* Exercise
Could you copy the listing below word for word, keeping every line unchanged?

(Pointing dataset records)
>> start
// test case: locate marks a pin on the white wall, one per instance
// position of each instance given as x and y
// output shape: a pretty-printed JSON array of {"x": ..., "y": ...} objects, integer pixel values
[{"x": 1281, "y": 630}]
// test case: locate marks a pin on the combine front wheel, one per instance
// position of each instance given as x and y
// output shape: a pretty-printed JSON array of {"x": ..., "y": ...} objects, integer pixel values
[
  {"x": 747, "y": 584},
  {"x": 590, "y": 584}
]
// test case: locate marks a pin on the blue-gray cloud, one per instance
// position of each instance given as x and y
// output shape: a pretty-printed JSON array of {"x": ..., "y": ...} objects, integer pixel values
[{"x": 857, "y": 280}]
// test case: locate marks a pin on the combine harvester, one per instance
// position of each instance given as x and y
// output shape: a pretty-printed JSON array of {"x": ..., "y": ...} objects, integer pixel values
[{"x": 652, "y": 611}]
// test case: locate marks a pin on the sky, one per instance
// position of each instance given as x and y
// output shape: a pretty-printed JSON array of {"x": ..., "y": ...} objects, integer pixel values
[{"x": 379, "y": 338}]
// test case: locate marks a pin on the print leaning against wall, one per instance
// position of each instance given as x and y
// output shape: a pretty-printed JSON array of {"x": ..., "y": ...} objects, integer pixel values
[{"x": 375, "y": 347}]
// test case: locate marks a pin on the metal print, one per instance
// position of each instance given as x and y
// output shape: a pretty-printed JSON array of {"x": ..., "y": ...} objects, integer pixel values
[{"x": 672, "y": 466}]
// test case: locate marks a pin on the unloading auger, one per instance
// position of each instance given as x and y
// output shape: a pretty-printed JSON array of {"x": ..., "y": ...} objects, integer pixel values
>> end
* Solution below
// test case: locate marks a pin on the white wall, one per instance
// position of each instance given as x and y
// output shape: a pretty-printed JSON array of {"x": ..., "y": ...} objects, integer pixel values
[{"x": 1281, "y": 630}]
// test case: locate marks a pin on the combine front wheel, one per instance
// position of each instance given as x and y
// output shape: a pretty-printed JSON array of {"x": ..., "y": ...} objects, integer pixel values
[
  {"x": 747, "y": 584},
  {"x": 590, "y": 584}
]
// test case: locate marks a pin on the blue-gray cloud, one per instance
// position of each instance given as x and y
// output shape: a pretty-printed JSON array of {"x": ..., "y": ...} objects, integer pixel values
[{"x": 857, "y": 280}]
// test case: locate marks a pin on the combine harvester, one per instance
// position of each instance given as x and y
// output shape: a pretty-printed JSON array of {"x": ..., "y": ...} objects, integer pixel values
[{"x": 652, "y": 611}]
// test case: locate marks a pin on the sky, one per instance
// position of each instance given as x and y
// output shape: a pretty-printed JSON array of {"x": ..., "y": ...} objects, integer pixel values
[{"x": 379, "y": 338}]
// test case: locate marks a pin on the print leaning against wall, one per instance
// position of each instance given as x and y
// output shape: a pretty-printed JSON array of {"x": ..., "y": ...} objects, integer pixel values
[{"x": 375, "y": 347}]
// test case: locate marks a pin on the metal print, one per instance
// position of each instance given as x and y
// output shape: a pretty-printed JSON array of {"x": ..., "y": ...} objects, integer pixel values
[{"x": 672, "y": 466}]
// test case: locate marks a pin on the unloading auger, one per instance
// position of each instance given as x and y
// output shape: a pretty-printed JSON array of {"x": ..., "y": ...} objects, integer pixel values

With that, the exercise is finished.